◆ EXCERPT ◆
══════

When ‘social justice warriors’ go too far: Heisman Trophy winner Kyler Murray becomes latest witch hunt victim

  • Do we really need to call out something someone said six years ago as a teenager?
  • Heisman Trophy winner Kyler Murray was forced to apologise for tweets he sent when he was 14 and 15

Let’s start this with a caveat: homophobia is abhorrent, wrong and downright despicable.

The gay community need universal support in coming out, and we all need to realise love is love: gay or straight. It’s almost 2019, get used to it, enjoy and embrace it.

This world will be a much better place when coming out of the closet becomes a celebration, and not a reason to worry for those whose sexuality does not follow traditional lines.

That being said, something about calling out NCAA football star Kyler Murray this week for tweets he sent as a 14 and 15-year-old feel sadly misplaced.

Kyler Murray, who recently won the Heisman Trophy, had his big night sullied by a smear piece in USA Today. Photo: AP

Murray won the Heisman Trophy, given out to the top college football player each year, and was quickly raked over the coals just hours after being crowned, in a blatant, off-key hit-piece launched by USA Today’s Scott Gleeson, a journalist who “covers breaking news and social issues through a sports lens”.

Gleeson unearthed tweets Murray made six years ago where he used poor language in slagging off people on Twitter. Murray apologised, and a sense of social justice apathy washed over the internet, a collective sigh followed by one word: again?

What Murray did was wrong, but let’s get a few things straight: his generation is the first to grow up with social media and technology at their fingertips. This is new territory for everyone. Our youth are being forced to come of age in a rapidly different world than their parents, where everything is at the touch of a screen: endless entertainment, information galore.

Connectivity has hit light speed, and no one has a road map to navigate this new landscape. There is no precedent and no one has gone through this before.

If Twitter was around when I was 14, I would surely have put my foot in my mouth countless times, and I doubt anyone could argue otherwise. If anyone believes they’ve never said anything they’ve regretted as a teen, I would also like them to cast the first stone.

══════

◆ LISTED RECORDS ◆

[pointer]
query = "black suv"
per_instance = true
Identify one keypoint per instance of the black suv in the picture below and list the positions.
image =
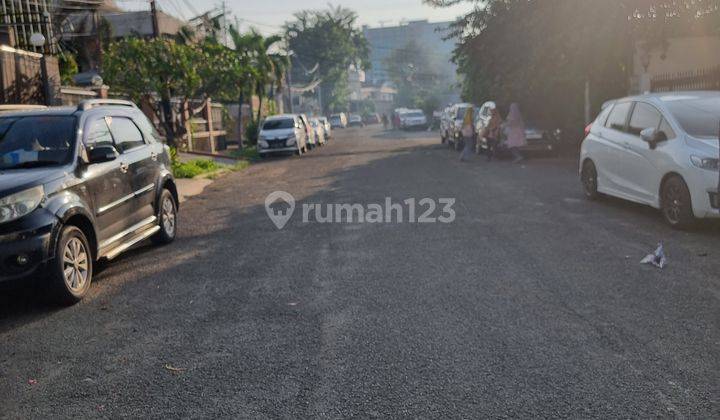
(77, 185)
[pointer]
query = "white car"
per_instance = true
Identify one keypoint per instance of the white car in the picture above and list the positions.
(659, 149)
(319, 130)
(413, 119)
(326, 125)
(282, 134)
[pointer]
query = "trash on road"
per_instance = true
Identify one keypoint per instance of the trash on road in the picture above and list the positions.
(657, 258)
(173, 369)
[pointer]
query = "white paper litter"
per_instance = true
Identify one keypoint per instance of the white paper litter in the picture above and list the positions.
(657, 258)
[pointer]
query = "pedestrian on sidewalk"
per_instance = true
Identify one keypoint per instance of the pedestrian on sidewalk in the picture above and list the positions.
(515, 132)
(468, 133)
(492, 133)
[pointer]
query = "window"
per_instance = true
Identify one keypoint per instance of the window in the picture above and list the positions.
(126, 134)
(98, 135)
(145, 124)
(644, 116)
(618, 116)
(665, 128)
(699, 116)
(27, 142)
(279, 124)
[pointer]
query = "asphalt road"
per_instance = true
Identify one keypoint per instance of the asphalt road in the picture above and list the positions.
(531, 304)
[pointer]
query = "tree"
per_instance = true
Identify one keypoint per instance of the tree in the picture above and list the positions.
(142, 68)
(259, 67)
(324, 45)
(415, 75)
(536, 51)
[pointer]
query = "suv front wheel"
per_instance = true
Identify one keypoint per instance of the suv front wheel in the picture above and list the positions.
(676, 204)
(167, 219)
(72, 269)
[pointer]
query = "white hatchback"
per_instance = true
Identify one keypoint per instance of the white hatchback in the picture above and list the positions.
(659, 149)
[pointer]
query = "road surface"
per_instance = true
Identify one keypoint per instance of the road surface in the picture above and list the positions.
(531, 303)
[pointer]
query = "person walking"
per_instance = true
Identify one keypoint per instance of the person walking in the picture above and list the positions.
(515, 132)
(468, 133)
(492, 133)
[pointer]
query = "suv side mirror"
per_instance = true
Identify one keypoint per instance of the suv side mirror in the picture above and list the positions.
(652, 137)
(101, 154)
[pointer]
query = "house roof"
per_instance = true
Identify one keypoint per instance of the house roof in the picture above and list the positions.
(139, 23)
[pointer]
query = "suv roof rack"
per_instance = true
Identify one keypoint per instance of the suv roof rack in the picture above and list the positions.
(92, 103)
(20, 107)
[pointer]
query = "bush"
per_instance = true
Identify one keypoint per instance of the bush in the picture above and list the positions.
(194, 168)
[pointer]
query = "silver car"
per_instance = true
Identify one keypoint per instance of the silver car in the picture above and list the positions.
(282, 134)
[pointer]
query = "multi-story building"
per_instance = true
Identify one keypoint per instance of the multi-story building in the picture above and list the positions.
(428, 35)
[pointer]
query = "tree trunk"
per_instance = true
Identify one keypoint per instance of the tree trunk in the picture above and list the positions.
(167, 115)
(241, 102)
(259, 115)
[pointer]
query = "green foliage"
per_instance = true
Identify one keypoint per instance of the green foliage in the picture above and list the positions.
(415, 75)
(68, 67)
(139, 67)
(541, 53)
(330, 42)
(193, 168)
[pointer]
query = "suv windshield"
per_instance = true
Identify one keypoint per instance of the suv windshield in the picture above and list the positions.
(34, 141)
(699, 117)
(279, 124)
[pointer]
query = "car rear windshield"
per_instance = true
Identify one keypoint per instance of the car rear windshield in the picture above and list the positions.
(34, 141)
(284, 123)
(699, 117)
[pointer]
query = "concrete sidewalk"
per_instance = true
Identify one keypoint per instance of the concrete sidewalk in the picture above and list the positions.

══════

◆ JOBS ◆
A) Answer these questions from the Kyler Murray column:
(i) How old was Murray when he sent the tweets?
(ii) Which publication ran Scott Gleeson's piece?
(iii) Who receives the Heisman Trophy each year?
B) In one to three sentences, explain why the Kyler Murray column says Murray's generation faces a situation no one has faced before.
C) Continue the Kyler Murray column from its last sentence.
The lines are not needed here.

◆ ANSWER LIST ◆
A)
(i) He was 14 and 15.
(ii) USA Today ran it.
(iii) The top college football player receives it.

B) His generation is the first to grow up with social media and technology at their fingertips, coming of age in a world very different from their parents'. Because connectivity has moved so fast, no one has a road map or a precedent to follow.

C)
Second, the policing of verbiage in this age of outrage (and subsequent apologies) has officially gone overboard.

Murray’s big day, probably the biggest of his sporting career, was tainted by something he did while he was going through puberty, the most confusing and overwhelming time of anyone’s life.

If Murray had committed a crime at 14, the legal system would have tried him as a minor, and for good reason. Under the eyes of the law, he is not an adult, and responsibility for his actions need to be placed in proper context.

Kyler Murray, who has also been drafted by the Oakland Athletics, was taken to task over teenaged behaviour. Photo: AP

To say that any 14-year-old has the maturity to properly judge their own actions is dicey at best. Or, to put it in layman’s terms: kids do stupid things they do not even understand. Adolescence is a terribly disorientating age, and right at the top of the perplexing pyramid is sexuality.

I don’t pretend to know what it’s like to be gay. To feel threatened, persecuted or defamed because of my sexuality. But I’m not sure calling out Heisman Trophy winners for tweets they made while they were still in middle school helps us move forward as a society.

I’m not sure understanding starts with unearthing past discretions one made while they were trying to understand all the physical and mental changes bombarding their senses on a relentless basis.

If Murray had made these tweets today it would be a different story, and he has shown literally no similar behaviour since his original indiscretions. So where did we lose the ability to draw context, to scope a situation properly? Can we not distinguish the difference between actual hate speech, and immaturity given an unfortunate soapbox?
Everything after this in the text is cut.